▶ [Work required]
In the records below, find the line containing "Please locate the window" and the line containing "Please locate the tv"; please repeat exactly the lines from one to the other, both included, and nothing more.

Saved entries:
--- START ---

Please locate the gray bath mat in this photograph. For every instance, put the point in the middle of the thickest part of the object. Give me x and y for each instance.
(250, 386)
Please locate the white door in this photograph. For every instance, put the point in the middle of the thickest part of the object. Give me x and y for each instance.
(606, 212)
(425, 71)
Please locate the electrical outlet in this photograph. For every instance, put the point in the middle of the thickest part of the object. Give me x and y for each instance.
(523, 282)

--- END ---
--- START ---

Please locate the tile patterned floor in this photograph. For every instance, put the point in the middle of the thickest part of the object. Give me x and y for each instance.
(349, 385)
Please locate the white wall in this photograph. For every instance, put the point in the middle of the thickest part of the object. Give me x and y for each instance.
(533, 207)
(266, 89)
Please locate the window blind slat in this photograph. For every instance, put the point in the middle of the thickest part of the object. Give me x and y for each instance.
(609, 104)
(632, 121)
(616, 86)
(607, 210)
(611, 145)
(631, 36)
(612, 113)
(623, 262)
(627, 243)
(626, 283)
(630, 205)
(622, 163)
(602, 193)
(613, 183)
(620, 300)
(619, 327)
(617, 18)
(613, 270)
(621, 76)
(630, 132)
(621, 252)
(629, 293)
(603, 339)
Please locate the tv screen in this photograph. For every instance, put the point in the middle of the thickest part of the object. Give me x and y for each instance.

--- END ---
--- START ---

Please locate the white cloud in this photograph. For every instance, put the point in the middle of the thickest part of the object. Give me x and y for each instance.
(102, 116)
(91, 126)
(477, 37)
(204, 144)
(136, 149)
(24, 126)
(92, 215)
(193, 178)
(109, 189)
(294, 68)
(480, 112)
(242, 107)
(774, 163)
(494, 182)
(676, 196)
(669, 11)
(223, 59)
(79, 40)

--- END ---

▶ [Response to this task]
Please locate the window blind slat in this photograph. For every instance, put the point in the middle of the thickest part of the object. Give me x and y for each instance.
(609, 104)
(632, 121)
(616, 86)
(607, 210)
(611, 145)
(631, 36)
(612, 113)
(623, 262)
(627, 243)
(626, 283)
(630, 205)
(622, 163)
(602, 193)
(613, 183)
(620, 300)
(619, 327)
(617, 18)
(613, 270)
(621, 76)
(630, 132)
(621, 252)
(629, 293)
(603, 339)
Please locate the tv screen in this photograph. For every instance, put the point in the middle of the thickest part of the object. Give me x and y for each instance.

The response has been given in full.